─── DATA SUPPLIED ───

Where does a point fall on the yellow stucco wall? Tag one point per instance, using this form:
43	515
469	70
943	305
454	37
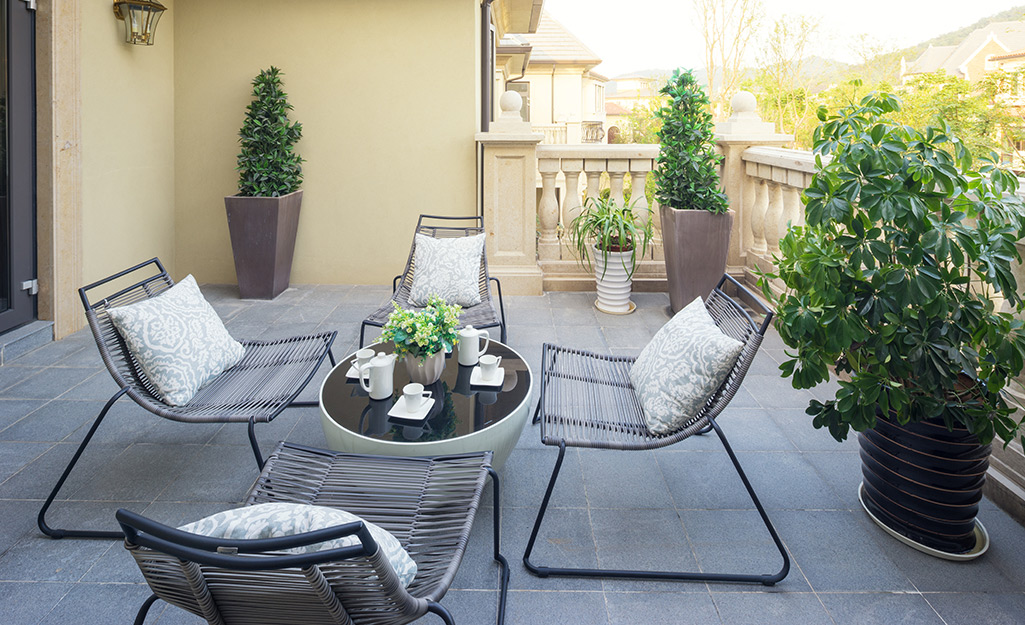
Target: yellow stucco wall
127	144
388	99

───
─── DATA SUPPLIED ───

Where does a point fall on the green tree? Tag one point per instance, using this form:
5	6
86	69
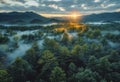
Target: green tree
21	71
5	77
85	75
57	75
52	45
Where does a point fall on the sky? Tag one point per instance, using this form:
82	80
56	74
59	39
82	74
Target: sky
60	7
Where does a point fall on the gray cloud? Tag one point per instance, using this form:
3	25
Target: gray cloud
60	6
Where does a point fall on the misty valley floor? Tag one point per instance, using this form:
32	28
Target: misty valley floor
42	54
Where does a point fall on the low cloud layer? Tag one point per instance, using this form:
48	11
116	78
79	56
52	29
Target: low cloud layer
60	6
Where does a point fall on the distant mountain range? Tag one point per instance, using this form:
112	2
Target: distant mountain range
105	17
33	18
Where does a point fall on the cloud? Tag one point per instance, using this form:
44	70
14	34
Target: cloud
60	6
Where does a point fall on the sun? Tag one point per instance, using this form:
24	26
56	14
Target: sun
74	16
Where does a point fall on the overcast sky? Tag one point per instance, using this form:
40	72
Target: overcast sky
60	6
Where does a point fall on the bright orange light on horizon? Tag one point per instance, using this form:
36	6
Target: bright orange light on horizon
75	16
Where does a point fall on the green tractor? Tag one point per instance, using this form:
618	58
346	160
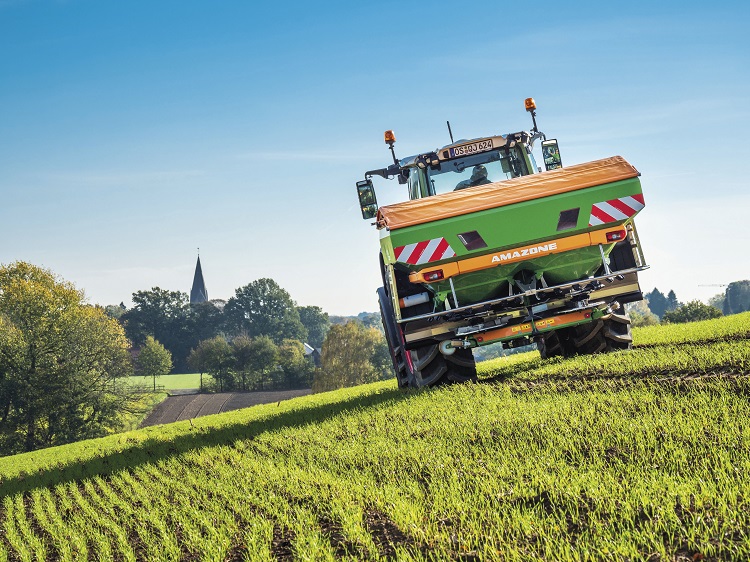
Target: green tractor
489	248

───

WHAT IS EXPECTED: List each line in the records above that contains the string "gray", using a case-sensitive match.

SOLUTION TO THE PROBLEM:
Where does a point fall on the gray cloud? Tag one point per instance, using this form:
Target: gray cloud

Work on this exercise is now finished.